| Teks yang Ditampilkan |
■ ■ ■ ■
Akhir-akhir ini, muncul dan menjadi perbincangan kembali tuduhan bahwa kultur pesantren adalah bentuk “feodalisme”. Pandangan yang menyamakan relasi kiai-santri dengan sistem feodal adalah sebuah kekeliruan konseptual (tashawwur) yang mendasar dan tidak dapat dibenarkan. Anggapan ini lahir dari kegagalan membedakan antara disiplin spiritual (adab) dengan sistem kekuasaan materialistis (feodalisme). Kita perlu memahami kedua konsep ini dari akarnya agar kita dapat memahami dengan sudut pandang yang lebih luas dan tidak terjebak dengan logika atau penalaran yang salah.
Dari beberapa sumber otoritatif yang kami dapat seperti KBBI, Prof. Dr. Habib Mustopo, dkk. dalam buku Sejarah, Kun Maryati dalam Sosiologi, Feodalisme adalah sistem sosial-politik yang esensinya berlandaskan pada kekuasaan duniawi dan hierarkis, relasi kuasa yang timpang, eksploitatif, berbasis paksaan, menindas dan menutup ruang kritik.
■ ■ ■ ■
(Entri tentang pencarian lokasi benda yang disebutkan namanya)
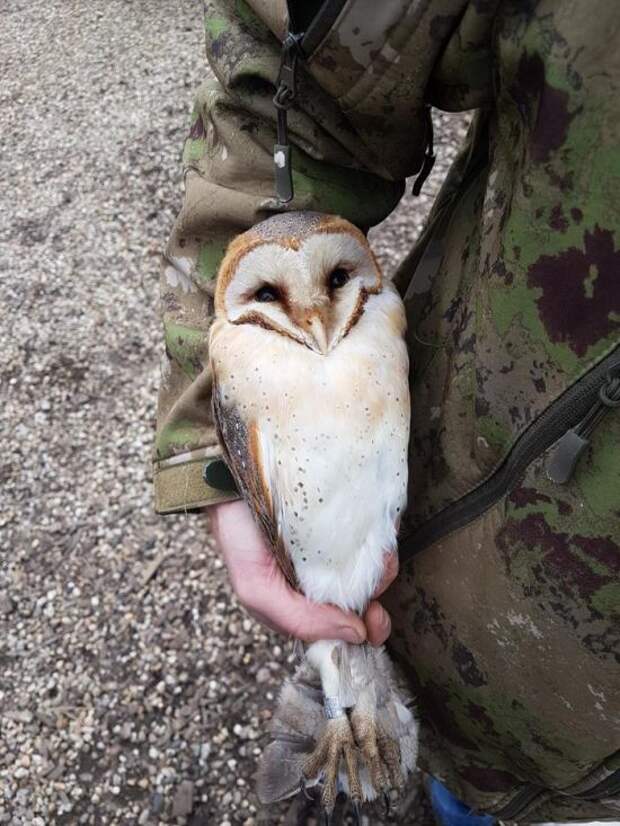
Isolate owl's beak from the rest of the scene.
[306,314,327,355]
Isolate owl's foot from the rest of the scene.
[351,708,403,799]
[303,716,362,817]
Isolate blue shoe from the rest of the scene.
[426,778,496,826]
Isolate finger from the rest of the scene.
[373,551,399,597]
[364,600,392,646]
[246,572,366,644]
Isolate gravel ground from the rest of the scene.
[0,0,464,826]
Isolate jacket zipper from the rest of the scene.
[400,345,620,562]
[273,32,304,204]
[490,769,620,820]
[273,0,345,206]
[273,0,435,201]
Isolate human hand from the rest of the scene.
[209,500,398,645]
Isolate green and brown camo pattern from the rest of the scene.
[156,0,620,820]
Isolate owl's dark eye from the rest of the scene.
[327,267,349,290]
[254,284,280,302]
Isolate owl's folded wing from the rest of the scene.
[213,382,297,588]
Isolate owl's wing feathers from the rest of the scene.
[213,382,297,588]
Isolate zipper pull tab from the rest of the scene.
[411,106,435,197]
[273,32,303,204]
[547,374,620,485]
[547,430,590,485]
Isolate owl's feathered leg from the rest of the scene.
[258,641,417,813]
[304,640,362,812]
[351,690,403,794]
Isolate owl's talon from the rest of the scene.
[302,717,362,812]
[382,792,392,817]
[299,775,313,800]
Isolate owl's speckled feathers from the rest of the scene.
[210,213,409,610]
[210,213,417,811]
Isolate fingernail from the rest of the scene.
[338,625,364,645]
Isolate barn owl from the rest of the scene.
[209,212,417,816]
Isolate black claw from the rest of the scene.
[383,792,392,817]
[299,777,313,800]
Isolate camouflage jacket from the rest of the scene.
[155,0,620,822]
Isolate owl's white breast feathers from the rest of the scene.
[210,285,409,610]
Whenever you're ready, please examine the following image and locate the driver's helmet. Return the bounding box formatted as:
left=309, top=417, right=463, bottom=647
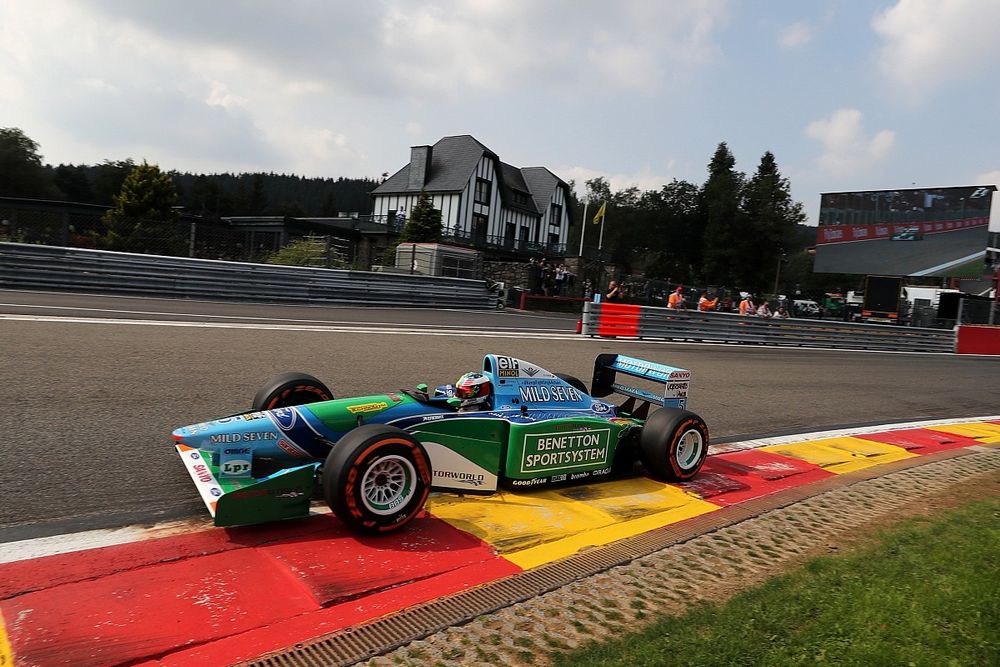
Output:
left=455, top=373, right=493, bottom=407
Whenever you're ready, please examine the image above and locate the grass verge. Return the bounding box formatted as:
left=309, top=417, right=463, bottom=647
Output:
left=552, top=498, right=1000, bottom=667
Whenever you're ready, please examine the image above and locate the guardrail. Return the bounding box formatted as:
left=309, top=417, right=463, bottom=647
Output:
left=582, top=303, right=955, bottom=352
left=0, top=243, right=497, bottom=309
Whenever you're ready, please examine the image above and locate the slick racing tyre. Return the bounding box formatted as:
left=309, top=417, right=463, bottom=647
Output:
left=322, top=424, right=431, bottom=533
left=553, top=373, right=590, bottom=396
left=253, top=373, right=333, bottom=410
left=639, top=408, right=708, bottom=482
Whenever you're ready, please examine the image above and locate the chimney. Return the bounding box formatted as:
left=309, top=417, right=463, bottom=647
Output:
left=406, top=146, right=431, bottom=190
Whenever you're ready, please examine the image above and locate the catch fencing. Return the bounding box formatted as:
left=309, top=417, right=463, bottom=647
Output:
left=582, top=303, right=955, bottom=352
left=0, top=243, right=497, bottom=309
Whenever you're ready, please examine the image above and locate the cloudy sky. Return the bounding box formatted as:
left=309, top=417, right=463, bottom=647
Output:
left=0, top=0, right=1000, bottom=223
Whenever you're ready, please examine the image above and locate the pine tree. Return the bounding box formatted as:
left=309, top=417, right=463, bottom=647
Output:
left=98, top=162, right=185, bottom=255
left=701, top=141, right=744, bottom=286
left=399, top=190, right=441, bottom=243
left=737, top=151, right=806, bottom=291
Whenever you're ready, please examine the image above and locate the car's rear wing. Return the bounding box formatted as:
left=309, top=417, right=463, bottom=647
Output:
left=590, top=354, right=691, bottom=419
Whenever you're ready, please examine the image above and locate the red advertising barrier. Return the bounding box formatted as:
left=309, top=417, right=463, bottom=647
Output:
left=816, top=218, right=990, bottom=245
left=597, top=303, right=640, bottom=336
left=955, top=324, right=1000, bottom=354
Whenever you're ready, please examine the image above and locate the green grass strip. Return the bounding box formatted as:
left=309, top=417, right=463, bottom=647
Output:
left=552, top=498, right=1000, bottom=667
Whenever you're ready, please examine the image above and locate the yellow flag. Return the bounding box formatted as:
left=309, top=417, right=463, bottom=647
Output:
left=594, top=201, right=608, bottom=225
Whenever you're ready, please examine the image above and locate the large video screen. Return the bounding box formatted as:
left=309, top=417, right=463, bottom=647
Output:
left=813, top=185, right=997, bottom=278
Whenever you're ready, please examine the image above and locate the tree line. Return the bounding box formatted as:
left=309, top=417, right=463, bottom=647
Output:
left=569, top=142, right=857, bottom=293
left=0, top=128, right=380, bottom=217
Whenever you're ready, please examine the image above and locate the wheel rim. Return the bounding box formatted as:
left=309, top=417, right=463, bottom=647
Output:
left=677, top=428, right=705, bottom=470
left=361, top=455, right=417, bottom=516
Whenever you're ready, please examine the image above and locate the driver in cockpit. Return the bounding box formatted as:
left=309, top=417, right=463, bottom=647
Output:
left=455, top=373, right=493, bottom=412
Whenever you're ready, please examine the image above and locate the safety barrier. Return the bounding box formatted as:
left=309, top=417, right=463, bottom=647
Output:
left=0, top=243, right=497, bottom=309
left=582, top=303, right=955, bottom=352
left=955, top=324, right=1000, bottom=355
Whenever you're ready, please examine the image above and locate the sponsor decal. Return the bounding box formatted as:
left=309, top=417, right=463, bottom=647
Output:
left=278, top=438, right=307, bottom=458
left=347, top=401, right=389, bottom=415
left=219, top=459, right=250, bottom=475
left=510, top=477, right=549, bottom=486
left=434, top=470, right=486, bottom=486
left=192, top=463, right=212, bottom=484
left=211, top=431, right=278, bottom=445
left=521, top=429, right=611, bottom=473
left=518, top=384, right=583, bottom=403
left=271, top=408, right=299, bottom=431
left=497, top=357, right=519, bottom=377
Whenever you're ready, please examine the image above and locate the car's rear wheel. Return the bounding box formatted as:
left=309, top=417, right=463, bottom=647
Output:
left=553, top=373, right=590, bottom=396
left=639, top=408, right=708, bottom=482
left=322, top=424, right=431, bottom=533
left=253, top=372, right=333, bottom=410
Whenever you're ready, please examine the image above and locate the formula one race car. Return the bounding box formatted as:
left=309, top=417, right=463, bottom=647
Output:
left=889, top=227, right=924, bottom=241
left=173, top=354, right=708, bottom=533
■ ■ ■ ■
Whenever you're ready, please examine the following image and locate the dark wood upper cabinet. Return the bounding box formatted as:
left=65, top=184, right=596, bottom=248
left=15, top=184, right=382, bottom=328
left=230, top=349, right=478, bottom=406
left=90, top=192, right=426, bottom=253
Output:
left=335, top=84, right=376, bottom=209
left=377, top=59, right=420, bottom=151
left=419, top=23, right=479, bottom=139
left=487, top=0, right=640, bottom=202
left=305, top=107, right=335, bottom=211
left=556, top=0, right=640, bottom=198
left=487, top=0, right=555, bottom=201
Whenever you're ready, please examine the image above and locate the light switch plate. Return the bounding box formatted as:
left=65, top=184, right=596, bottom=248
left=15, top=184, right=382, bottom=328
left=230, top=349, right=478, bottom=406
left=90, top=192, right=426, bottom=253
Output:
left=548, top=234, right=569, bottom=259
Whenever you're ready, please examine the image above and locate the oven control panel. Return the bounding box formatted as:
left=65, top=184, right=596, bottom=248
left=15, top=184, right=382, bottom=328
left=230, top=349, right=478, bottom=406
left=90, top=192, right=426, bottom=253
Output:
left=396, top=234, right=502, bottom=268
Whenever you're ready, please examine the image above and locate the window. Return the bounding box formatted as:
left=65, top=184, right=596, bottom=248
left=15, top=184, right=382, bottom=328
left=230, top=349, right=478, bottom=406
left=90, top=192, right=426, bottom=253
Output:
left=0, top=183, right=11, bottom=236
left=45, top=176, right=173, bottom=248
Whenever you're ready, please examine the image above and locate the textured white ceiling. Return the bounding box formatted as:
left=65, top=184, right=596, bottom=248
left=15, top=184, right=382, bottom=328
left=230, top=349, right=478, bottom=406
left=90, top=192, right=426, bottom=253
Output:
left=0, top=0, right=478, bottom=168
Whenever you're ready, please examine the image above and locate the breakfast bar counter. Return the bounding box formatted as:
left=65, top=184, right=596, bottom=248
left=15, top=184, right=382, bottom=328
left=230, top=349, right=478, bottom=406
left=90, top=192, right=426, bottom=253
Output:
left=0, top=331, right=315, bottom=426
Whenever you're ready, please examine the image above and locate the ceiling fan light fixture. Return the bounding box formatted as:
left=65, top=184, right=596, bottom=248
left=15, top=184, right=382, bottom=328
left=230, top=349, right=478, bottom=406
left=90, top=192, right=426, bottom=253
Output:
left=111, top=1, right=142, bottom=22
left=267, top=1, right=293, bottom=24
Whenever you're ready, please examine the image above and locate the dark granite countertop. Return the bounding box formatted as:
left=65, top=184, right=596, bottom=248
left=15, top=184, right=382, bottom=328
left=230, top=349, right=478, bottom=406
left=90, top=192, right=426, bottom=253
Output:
■ ■ ■ ■
| Instruksi 1 |
Jawablah pertanyaan berikut berdasarkan teks tentang pesantren dan feodalisme.
(a) Menurut teks itu, dari kegagalan membedakan apa anggapan bahwa kultur pesantren adalah feodalisme lahir?
(b) Istilah apa yang dicantumkan dalam kurung untuk kekeliruan konseptual?
(c) Apa judul buku karya Kun Maryati yang disebut sebagai salah satu sumber?
| Instruksi 2 |
Berikan lanjutan teks tentang pesantren dan feodalisme, dimulai setelah kalimat terakhir yang ditampilkan.

| Jawaban 1 |
(a) Dari kegagalan membedakan antara disiplin spiritual (adab) dengan sistem kekuasaan materialistis (feodalisme).
(b) Tashawwur.
(c) Sosiologi.

| Jawaban 2 |
Berbeda dengan feodalisme, relasi antara guru-murid (kiai-santri) dibangun di atas fondasi adab dan ta’ẓīm (penghormatan), sebuah disiplin spiritual yang bertujuan untuk memuliakan ilmu. Konsep ini, sebagaimana dijelaskan dalam kitab Ta’limul Muta’allim, menegaskan bahwa keberkahan dan kemanfaatan ilmu tidak akan tercapai kecuali dengan mengagungkan ilmu itu sendiri dan ahlinya (guru). Penghayatan ini tergambar dalam ungkapan masyhur Sayyidina Ali bin Abi Thalib,
أنا عبد من علمني ولو حرفا
“Aku adalah hamba sahaya dari orang yang telah mengajariku walau satu huruf.”. Ketua Lembaga Kajian dan Pengembangan Sumber Daya Manusia (Lakpesdam) PBNU KH Ulil Abshar Abdalla atau Gus Ulil menjelaskan bahwa kata ‘harfan’ ini bukan sekadar ilmu pengetahuan atau informasi saja. Akan tetapi, ‘harfan’ dalam pengertian yang menjadi petunjuk kepada kebahagiaan abadi di akhirat kelak. Pernyataan sayyidina Ali bin Abi Thalib ini bukanlah deklarasi perbudakan fisik, melainkan metafora tentang kerendahan hati (tawadhu’) dan pengakuan atas utang budi ilmu yang tidak ternilai, di mana seorang murid secara sadar menempatkan dirinya dalam posisi spiritual yang rela hati demi meraih keridhaan gurunya.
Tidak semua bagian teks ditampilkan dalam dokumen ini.